§ WORK REQUIRED
Your task is to copy each line of the records that includes the string "girl".
= Beginning of Section =
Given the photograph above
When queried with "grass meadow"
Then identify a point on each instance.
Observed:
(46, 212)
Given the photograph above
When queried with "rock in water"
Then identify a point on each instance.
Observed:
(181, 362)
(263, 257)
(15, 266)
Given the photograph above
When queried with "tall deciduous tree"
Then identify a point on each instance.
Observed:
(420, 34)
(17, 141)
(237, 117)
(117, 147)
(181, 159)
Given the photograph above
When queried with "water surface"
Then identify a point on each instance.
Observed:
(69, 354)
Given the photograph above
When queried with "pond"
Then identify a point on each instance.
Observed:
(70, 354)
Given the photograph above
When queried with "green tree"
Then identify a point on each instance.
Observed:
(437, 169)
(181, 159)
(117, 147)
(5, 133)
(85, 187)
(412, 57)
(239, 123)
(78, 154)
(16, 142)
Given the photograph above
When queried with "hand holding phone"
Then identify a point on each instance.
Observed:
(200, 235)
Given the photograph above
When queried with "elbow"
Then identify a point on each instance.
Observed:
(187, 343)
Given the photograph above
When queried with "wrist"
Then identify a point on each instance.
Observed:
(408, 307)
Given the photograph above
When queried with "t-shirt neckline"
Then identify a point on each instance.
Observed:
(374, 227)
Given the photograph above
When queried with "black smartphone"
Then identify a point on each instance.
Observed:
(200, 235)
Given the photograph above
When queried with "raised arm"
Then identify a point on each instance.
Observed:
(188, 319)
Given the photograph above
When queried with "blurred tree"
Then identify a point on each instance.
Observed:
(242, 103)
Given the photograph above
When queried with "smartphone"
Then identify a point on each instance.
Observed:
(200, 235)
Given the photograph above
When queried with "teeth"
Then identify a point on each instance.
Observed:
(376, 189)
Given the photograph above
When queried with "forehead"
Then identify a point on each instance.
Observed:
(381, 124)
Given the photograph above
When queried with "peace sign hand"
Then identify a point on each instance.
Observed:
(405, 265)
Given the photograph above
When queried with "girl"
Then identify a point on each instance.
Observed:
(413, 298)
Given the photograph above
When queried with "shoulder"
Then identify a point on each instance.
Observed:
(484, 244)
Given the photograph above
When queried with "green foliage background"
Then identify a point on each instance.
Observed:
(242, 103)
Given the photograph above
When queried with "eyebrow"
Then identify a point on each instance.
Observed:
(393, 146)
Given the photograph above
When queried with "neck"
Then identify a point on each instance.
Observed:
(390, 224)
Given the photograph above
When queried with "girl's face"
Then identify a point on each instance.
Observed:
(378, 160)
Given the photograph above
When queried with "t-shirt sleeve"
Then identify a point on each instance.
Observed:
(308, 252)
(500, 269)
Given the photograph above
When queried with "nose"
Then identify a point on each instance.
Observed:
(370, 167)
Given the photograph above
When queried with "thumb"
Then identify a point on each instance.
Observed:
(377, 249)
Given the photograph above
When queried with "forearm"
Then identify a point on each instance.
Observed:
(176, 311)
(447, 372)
= End of Section =
§ ANSWER SECTION
When queried with "girl"
When queried with "girl's face"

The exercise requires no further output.